▶ Image-grounded pointing data:
* * *

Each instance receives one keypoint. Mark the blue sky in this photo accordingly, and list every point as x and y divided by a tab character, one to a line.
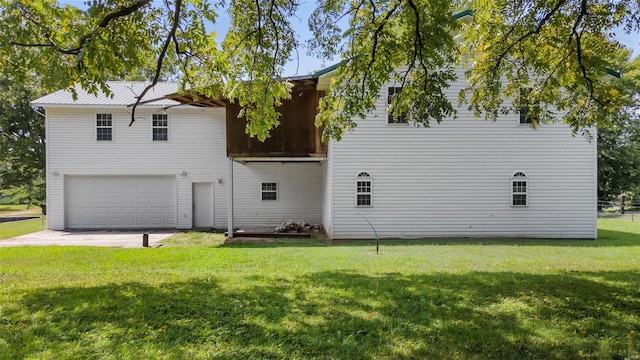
306	64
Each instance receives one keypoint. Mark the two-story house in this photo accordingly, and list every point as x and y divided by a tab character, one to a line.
190	165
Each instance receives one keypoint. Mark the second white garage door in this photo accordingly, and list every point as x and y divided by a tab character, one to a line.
120	202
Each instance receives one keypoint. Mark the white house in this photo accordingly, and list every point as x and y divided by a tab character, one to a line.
175	166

* * *

▶ Requirement: In your copy, include no pictures, but set down every record exactly.

▶ Output of the exercise:
Each instance receives one keypoint. Mark the blue sky in this photo accordingly, and list every point as x and y divided by a tab character, one to a line.
306	64
Each instance receives one keypoint. Mark the two-story house in this photo accordingly, and list every point as x and y divided by a tab character, one to a line.
190	165
Each instance receives one keypoint. Mark the second white garage door in this photo accordingly, and list every point as x and y divided by a tab character, one to a line.
120	202
Each instance receives one keypoint. Mark the white house in this photo accordingly, and list every point as x and y divided by a tab character, one to a line.
175	166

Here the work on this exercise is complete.